[Source records]
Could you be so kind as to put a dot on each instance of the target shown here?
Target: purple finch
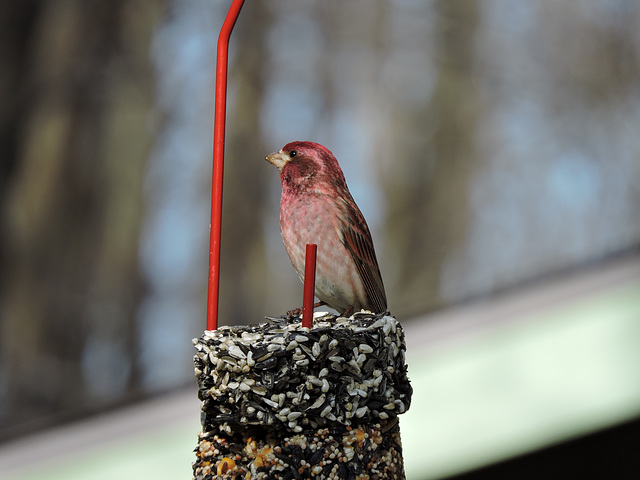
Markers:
(316, 207)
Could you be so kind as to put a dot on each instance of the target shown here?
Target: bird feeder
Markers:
(312, 397)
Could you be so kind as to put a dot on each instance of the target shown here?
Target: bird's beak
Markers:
(279, 159)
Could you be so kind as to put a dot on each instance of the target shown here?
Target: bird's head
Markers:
(303, 164)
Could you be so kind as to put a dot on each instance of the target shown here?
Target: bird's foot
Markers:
(296, 312)
(348, 312)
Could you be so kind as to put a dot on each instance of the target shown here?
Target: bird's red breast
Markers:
(317, 207)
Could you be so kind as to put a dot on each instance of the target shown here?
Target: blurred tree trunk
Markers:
(428, 198)
(76, 92)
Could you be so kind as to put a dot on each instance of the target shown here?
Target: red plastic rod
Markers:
(218, 163)
(309, 285)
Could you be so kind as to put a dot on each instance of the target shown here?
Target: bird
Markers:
(316, 207)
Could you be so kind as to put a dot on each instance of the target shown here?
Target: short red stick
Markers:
(309, 285)
(218, 163)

**AIM OF THE EXERCISE:**
Quote the entries above word for word. Leave the images out.

**SOLUTION:**
Could you be so kind as to put a dot on each instance of the target shown here?
Target: purple finch
Markers:
(316, 207)
Could you be so kind as to put a dot on each instance of the target shown here?
Target: bird feeder
Markers:
(312, 397)
Could you be so kind as to put a dot on each instance of the target shown here?
Target: bird's beak
Markers:
(279, 159)
Could you be so kind as to put a dot on each instance of the target shown here?
Target: bird's head
Markers:
(303, 164)
Could you be so kind as to put a dot on each instance of the target shown here?
Target: bird's foot
Markers:
(296, 312)
(348, 312)
Could you be so kind as to put a dot on each instance of the target shown here?
Target: bird's red breast
Markers:
(317, 207)
Could you be so kind as to put a dot on each instance of the target shown here?
Target: blurred tree trunk
Markers:
(428, 198)
(76, 92)
Could you be so kind as to put a dot on each instance of the target shown here?
Target: red plastic rod
Markers:
(218, 163)
(309, 285)
Could you be so kind as to put a dot on each instance of the target shown here?
Target: bird
Markers:
(316, 207)
Could you be so kind as to put a dot on each instance of the target shown here?
Target: short red stick
Markers:
(309, 285)
(218, 163)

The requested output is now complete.